▶ WORK TASK
Each entry needs to be reproduced exactly as it is.

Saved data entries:
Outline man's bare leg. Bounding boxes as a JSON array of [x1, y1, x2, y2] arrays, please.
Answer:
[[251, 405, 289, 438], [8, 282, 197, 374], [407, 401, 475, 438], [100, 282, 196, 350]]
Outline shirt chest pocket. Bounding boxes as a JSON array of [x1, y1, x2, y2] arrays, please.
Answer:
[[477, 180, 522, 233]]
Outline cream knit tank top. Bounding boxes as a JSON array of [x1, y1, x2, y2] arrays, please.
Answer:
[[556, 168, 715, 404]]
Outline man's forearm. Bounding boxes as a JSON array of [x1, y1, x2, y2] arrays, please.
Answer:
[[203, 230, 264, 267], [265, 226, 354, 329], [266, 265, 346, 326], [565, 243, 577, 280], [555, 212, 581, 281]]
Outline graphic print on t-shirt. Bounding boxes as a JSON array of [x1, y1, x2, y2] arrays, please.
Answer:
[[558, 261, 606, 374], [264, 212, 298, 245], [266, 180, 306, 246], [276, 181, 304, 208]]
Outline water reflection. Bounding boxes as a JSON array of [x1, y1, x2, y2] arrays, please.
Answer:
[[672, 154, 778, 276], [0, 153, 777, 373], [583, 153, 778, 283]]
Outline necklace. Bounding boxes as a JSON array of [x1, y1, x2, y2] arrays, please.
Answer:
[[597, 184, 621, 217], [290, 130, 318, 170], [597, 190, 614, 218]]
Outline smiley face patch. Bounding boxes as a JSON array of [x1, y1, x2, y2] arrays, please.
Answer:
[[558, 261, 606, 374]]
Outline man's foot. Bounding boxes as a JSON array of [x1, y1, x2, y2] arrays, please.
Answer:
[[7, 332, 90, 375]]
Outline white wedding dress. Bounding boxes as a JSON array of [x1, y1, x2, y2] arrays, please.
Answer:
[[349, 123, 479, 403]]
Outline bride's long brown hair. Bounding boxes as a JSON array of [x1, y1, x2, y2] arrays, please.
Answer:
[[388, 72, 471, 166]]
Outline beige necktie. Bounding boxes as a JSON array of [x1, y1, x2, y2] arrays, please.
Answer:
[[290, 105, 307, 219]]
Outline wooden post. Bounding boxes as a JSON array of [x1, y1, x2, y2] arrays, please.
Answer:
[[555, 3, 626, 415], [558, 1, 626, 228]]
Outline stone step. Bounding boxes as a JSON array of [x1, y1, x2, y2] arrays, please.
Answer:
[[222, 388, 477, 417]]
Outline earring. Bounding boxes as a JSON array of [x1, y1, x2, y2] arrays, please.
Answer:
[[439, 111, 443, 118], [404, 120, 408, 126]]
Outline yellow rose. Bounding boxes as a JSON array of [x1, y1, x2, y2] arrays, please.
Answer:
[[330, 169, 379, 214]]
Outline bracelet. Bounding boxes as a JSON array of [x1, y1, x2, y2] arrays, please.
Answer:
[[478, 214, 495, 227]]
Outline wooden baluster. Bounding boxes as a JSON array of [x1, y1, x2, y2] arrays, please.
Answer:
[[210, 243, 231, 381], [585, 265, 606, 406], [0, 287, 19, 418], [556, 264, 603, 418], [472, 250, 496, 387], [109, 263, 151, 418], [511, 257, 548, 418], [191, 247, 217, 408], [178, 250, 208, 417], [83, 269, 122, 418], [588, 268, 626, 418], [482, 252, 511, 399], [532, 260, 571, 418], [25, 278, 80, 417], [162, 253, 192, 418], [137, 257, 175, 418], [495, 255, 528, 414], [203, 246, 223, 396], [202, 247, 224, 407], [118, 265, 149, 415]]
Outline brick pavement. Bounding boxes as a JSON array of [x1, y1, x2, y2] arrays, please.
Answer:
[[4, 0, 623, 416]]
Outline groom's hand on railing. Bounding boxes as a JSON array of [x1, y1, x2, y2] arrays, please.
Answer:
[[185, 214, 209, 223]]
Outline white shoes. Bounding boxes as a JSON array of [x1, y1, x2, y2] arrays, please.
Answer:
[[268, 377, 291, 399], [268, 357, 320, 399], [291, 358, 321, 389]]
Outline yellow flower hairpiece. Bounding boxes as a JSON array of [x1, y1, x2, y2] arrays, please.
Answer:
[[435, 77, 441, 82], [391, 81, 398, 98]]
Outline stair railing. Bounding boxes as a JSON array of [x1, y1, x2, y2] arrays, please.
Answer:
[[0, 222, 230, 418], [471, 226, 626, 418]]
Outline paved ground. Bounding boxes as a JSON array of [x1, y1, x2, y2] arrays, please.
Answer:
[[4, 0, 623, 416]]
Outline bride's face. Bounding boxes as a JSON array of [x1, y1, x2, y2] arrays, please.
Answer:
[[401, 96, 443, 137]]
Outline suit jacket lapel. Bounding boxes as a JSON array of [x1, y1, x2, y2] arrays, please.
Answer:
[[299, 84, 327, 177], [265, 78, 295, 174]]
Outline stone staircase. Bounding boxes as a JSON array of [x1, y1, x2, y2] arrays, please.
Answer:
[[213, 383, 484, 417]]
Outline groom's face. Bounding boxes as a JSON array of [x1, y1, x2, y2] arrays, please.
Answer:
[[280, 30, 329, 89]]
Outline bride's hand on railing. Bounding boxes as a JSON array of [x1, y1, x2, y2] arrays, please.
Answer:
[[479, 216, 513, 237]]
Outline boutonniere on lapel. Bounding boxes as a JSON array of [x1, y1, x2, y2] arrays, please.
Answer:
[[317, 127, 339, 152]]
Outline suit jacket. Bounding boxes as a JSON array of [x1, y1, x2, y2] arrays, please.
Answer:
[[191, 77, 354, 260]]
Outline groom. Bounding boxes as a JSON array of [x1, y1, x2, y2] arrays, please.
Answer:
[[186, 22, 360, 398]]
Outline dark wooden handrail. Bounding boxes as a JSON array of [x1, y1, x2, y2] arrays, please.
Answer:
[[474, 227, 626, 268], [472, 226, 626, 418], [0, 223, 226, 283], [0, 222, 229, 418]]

▶ SOLUTION FOR THIS TASK
Outline man's bare leg. Bounding boxes as a JSON array of [x1, y1, x2, y2] arrays, please.
Answer:
[[251, 405, 289, 438], [8, 282, 197, 374], [407, 401, 475, 438], [100, 282, 196, 350]]
Outline shirt chest pocket. Bounding boxes as a JSON array of [x1, y1, x2, y2] arrays, please.
Answer:
[[477, 180, 522, 233]]
Outline cream knit tank top. Bounding boxes as a JSON array of [x1, y1, x2, y2] arrays, please.
Answer:
[[556, 168, 715, 404]]
Outline man's forearm. Bounding boxes as a JSON array of [x1, y1, x2, y2] arrays, please.
Answer:
[[203, 230, 264, 267], [265, 226, 354, 329], [266, 265, 346, 326], [565, 243, 577, 280], [555, 212, 581, 281]]
Outline graphic print on t-shirt. Bounding boxes as a JSON array of [x1, y1, x2, y2] arrays, please.
Answer:
[[558, 261, 606, 374], [264, 212, 298, 245], [266, 180, 306, 246], [276, 181, 304, 208]]
Outline water reflection. Bounding boxes as a JSON array of [x1, y1, x2, y2] arrays, please.
Answer:
[[672, 154, 778, 276], [0, 153, 777, 373], [583, 153, 778, 283]]
Outline necklace. Bounding boxes as a JSON array of [x1, y1, x2, y2] arrays, please.
Answer:
[[597, 184, 621, 217], [290, 130, 318, 170], [597, 190, 614, 218]]
Outline smiley face patch. Bounding boxes as a JSON array of [x1, y1, x2, y2] arrays, please.
Answer:
[[558, 261, 606, 374]]
Outline man's foot. Bounding boxes as a JSON array of [x1, y1, x2, y2] arrays, please.
Answer:
[[7, 332, 90, 375]]
Outline white wedding dress. Bounding boxes as a JSON array of [x1, y1, x2, y2] arrays, please.
Answer:
[[349, 123, 479, 403]]
Outline bride's long brown hair. Bounding boxes as a JSON array of [x1, y1, x2, y2] arrays, please.
Answer:
[[388, 72, 471, 166]]
Outline beige necktie. Bounding boxes as a JSON array of [x1, y1, x2, y2] arrays, please.
Answer:
[[290, 105, 307, 219]]
Outline wooden post. Bounding boxes as a JSON array of [x1, y1, x2, y2] arrays, please.
Answer:
[[555, 3, 626, 415], [558, 1, 626, 228]]
Outline stone step. Bounding boxes as a JSON array of [x1, y1, x2, y2] arrays, please.
Answer:
[[222, 388, 477, 417]]
Outline earring. Bounding boxes as a JSON array of [x1, y1, x2, y2] arrays, please.
Answer:
[[439, 111, 443, 118], [404, 120, 408, 126]]
Outline yellow rose. Bounding boxes as a JSON array of [x1, y1, x2, y2] arrays, please.
Answer:
[[330, 169, 379, 214]]
Outline bracelet. Bounding boxes as a JSON array of [x1, y1, x2, y2] arrays, please.
Answer:
[[478, 214, 495, 227]]
Outline wooden baluster. Bounding boxes as a JSON array of [x1, y1, x2, y2] arrays, please.
Answer:
[[210, 243, 231, 381], [585, 265, 606, 406], [0, 287, 19, 418], [556, 264, 603, 418], [472, 250, 496, 387], [109, 263, 151, 418], [511, 257, 548, 418], [191, 247, 217, 408], [178, 250, 208, 417], [83, 269, 122, 418], [588, 268, 626, 418], [482, 252, 511, 399], [532, 260, 571, 418], [25, 278, 80, 417], [162, 253, 192, 418], [137, 257, 175, 418], [495, 255, 528, 414], [203, 246, 223, 396], [202, 247, 224, 407], [118, 265, 149, 415]]
Outline brick pavement. Bounding boxes as a JSON array of [x1, y1, x2, y2] arrays, please.
Answer:
[[4, 0, 623, 416]]
Outline groom's hand on railing. Bounding boxes as a JSON array of [x1, y1, x2, y2] arrays, please.
Answer:
[[185, 214, 209, 223]]
Outline white shoes. Bounding boxes as a JSON array of [x1, y1, x2, y2] arrays, please.
Answer:
[[268, 377, 291, 399], [268, 357, 320, 399], [291, 358, 321, 389]]
Outline yellow flower hairpiece. Bounding boxes as a JSON array of [x1, y1, x2, y2] arrays, please.
Answer:
[[435, 77, 441, 82], [391, 81, 398, 98]]
Outline stair railing. Bounding boxes as a JSON array of [x1, y1, x2, y2] arrays, please.
Answer:
[[0, 222, 230, 418], [471, 226, 626, 418]]
Outline paved ground. Bounding boxes as a JSON array of [x1, y1, x2, y2] arrays, please.
Answer:
[[4, 0, 623, 416]]
Outline bride's face. Bounding boxes as a JSON array of [x1, y1, x2, y2] arrays, please.
Answer:
[[401, 96, 443, 137]]
Outline suit jacket lapel. Bounding boxes as a JSON array of [x1, y1, x2, y2] arrays, please.
Answer:
[[299, 84, 327, 177], [265, 78, 295, 174]]
Outline stone staircase. Bounding boxes as a JSON array of [x1, y1, x2, y2] arrays, please.
Answer:
[[213, 383, 484, 417]]
Outline groom's face. Bounding boxes as a JSON array of [x1, y1, x2, y2] arrays, please.
Answer:
[[280, 30, 329, 89]]
Outline bride's hand on railing. Bounding boxes as a JSON array of [x1, y1, x2, y2] arrays, please.
Answer:
[[479, 216, 513, 237]]
Outline boutonniere on lapel. Bounding boxes as a JSON array of [x1, y1, x2, y2] arrays, please.
Answer:
[[317, 127, 339, 152]]
Outline suit jacket. Bounding boxes as a JSON array of [x1, y1, x2, y2] arrays, please.
Answer:
[[191, 77, 354, 260]]
Outline groom. Bounding boxes as a JSON array of [x1, y1, x2, y2] arrays, please.
Answer:
[[186, 22, 360, 398]]
Outline dark wooden handrail. Bounding boxes as a JSON array of [x1, y1, x2, y2] arrays, please.
Answer:
[[474, 227, 626, 268], [472, 226, 626, 418], [0, 223, 226, 283], [0, 222, 229, 418]]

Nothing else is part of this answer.